* **TEXTO DADO**
La Nacion Costa Rica

Perros y gatos

Francisco Barrientos B. PROFESOR DE MATEMÁTICAS barrientos_francisco@hotmail.com

Cuando a Licurgo, el espartano, le propusieron la idea de que en su tierra natal se instaurara la democracia como forma de gobierno, respondió con sobrada sorna: “Está bien, pero que cada uno empiece en su propia casa”.

Como vemos, ya en tiempos de la magna Grecia, se tenía muy claro que hay lugares comunitarios en los cuales no pueden aplicarse los principios democráticos y liberales adrede, pues estos podrían dar al traste con deberes y necesidades propias de la vida comunitaria.

Condicionar el comportamiento de los ciudadanos en las polis es el objetivo de toda ley política, pero, en el interior de cada hogar, de una empresa o en una institución educativa, existen otras reglas que invitan tácitamente a sus miembros a asumir y respetar compromisos de cooperación mutua, los cuales no podríamos obligar al vecino a acatar, pero sí al estudiante, al primogénito, al colaborador o a la tía Tula.

Si un padre de familia convoca una reunión familiar para decidir, por voto directo, qué religión deben practicar los miembros del hogar, lo consideraríamos tan insensato como si la votación fuera para decidir si él se somete o no a la vasectomía.

* **TAREA 1**
Indica si cada afirmación concuerda con el artículo «Perros y gatos» y responde sí o no, citando literalmente las palabras que lo deciden. (a) Licurgo respondió que la democracia debía empezar en la casa de cada uno. (b) El artículo afirma que el objetivo de toda ley política es condicionar el comportamiento de los ciudadanos en las polis. (c) Según el artículo, decidir por voto familiar qué religión practicar se consideraría algo sensato.
* **TAREA 2**
Muestra, por favor, cada línea de los registros que contenga la palabra "green".
El artículo y los registros provienen de fuentes distintas.

(Registros de etiquetado de ubicaciones)
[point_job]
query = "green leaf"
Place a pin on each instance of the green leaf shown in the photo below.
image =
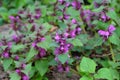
(71, 11)
(86, 78)
(14, 76)
(46, 44)
(17, 47)
(99, 9)
(42, 66)
(106, 73)
(114, 39)
(31, 53)
(47, 27)
(76, 42)
(113, 15)
(87, 65)
(63, 58)
(7, 63)
(20, 3)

* **SOLUCIÓN DESARROLLADA 1**
(a) Sí: "Está bien, pero que cada uno empiece en su propia casa".
(b) Sí: "Condicionar el comportamiento de los ciudadanos en las polis es el objetivo de toda ley política".
(c) No: "lo consideraríamos tan insensato como si la votación fuera para decidir si él se somete o no a la vasectomía".

* **SOLUCIÓN DESARROLLADA 2**
query = "green leaf"
Place a pin on each instance of the green leaf shown in the photo below.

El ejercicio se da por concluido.